Raw records ▸
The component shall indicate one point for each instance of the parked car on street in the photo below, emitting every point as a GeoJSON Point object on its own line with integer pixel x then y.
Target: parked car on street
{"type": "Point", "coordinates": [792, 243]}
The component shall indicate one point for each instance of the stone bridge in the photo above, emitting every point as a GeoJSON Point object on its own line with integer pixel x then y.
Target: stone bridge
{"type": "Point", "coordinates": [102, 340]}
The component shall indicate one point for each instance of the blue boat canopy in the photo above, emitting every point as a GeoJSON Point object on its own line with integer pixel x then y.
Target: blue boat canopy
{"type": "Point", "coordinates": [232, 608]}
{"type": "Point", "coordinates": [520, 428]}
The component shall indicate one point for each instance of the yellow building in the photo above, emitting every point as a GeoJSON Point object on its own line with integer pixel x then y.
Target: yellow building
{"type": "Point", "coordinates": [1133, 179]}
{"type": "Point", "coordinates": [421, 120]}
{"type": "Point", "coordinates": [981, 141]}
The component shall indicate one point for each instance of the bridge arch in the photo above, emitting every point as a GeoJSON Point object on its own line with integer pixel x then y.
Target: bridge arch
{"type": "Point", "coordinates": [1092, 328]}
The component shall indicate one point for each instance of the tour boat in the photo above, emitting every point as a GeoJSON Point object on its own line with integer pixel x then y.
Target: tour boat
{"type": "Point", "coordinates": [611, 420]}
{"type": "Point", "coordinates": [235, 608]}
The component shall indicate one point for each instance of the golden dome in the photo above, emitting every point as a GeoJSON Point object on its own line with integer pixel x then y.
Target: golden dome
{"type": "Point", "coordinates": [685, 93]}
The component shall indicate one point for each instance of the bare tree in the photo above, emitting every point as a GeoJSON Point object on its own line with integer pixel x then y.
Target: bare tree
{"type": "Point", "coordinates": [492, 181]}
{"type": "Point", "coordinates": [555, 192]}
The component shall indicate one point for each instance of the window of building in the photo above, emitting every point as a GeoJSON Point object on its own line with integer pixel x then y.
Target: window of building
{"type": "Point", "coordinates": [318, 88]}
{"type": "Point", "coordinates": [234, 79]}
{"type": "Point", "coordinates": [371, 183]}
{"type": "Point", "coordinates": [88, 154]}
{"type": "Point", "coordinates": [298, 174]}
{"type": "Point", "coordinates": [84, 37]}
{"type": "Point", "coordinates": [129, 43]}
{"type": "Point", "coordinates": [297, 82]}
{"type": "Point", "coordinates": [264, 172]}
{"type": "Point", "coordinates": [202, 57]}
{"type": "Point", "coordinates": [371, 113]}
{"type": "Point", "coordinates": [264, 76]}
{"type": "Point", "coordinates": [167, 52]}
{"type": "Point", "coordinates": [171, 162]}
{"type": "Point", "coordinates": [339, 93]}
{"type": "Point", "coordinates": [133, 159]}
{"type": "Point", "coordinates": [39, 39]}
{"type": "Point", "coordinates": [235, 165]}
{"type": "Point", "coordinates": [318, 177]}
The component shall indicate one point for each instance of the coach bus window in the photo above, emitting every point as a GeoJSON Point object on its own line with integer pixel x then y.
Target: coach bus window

Objective ▸ Retype every entry above, word for word.

Written response ▸
The component shall indicate one point for each instance of the parked car on street in the photo below, emitting every point as a GeoJSON Point object on its own line with integer pixel x then y.
Target: parked car on street
{"type": "Point", "coordinates": [792, 243]}
The component shall indicate one point for each instance of the stone bridge in the photo above, emitting every point as a GeoJSON Point object on its own line with integer pixel x then y.
Target: stone bridge
{"type": "Point", "coordinates": [102, 340]}
The component shall indicate one point for each instance of the blue boat canopy in the photo above, emitting every point as a GeoJSON Point object on its own line with integer pixel x then y.
Target: blue boat canopy
{"type": "Point", "coordinates": [232, 608]}
{"type": "Point", "coordinates": [520, 428]}
The component shall indicate one point for each instance of the yellow building in the photo above, emitting every point as a GeoJSON Point object on its own line with integer pixel x then y.
Target: yellow building
{"type": "Point", "coordinates": [1133, 179]}
{"type": "Point", "coordinates": [421, 120]}
{"type": "Point", "coordinates": [981, 141]}
The component shall indicate one point for each instance of the bridge arch in the photo above, emitting every point as a GeoJSON Point object on its own line with integer pixel x then y.
Target: bridge arch
{"type": "Point", "coordinates": [1092, 328]}
The component shall indicate one point for each instance of the tour boat in the photo above, emitting every point as a GeoJSON Point object on its own line with integer pixel x then y.
Target: tour boat
{"type": "Point", "coordinates": [611, 420]}
{"type": "Point", "coordinates": [235, 608]}
The component shall indicate one point for each instance of the golden dome in the photo above, emitting every point as a GeoJSON Point object on its own line with integer pixel x then y.
Target: golden dome
{"type": "Point", "coordinates": [685, 93]}
The component shall indicate one point for each instance of the bare tree in the photo above, emitting every point as a GeoJSON Point object on its own line with integer pixel x then y.
Target: bare tree
{"type": "Point", "coordinates": [492, 181]}
{"type": "Point", "coordinates": [555, 192]}
The component shall indicate one point for each instance of the window of building in the photo above, emitting every point as a GeoJSON Point object on its own line with integer pixel x then y.
Target: window of building
{"type": "Point", "coordinates": [318, 88]}
{"type": "Point", "coordinates": [234, 79]}
{"type": "Point", "coordinates": [371, 183]}
{"type": "Point", "coordinates": [88, 154]}
{"type": "Point", "coordinates": [298, 174]}
{"type": "Point", "coordinates": [84, 37]}
{"type": "Point", "coordinates": [129, 43]}
{"type": "Point", "coordinates": [297, 82]}
{"type": "Point", "coordinates": [264, 172]}
{"type": "Point", "coordinates": [202, 57]}
{"type": "Point", "coordinates": [371, 113]}
{"type": "Point", "coordinates": [264, 76]}
{"type": "Point", "coordinates": [167, 52]}
{"type": "Point", "coordinates": [171, 162]}
{"type": "Point", "coordinates": [339, 93]}
{"type": "Point", "coordinates": [133, 159]}
{"type": "Point", "coordinates": [39, 39]}
{"type": "Point", "coordinates": [235, 165]}
{"type": "Point", "coordinates": [318, 177]}
The component shall indicate one point for each instance of the coach bus window in the photo above, emitting every point as a GeoJSON Point object on its own line with integer pixel x then y.
Target: coach bus window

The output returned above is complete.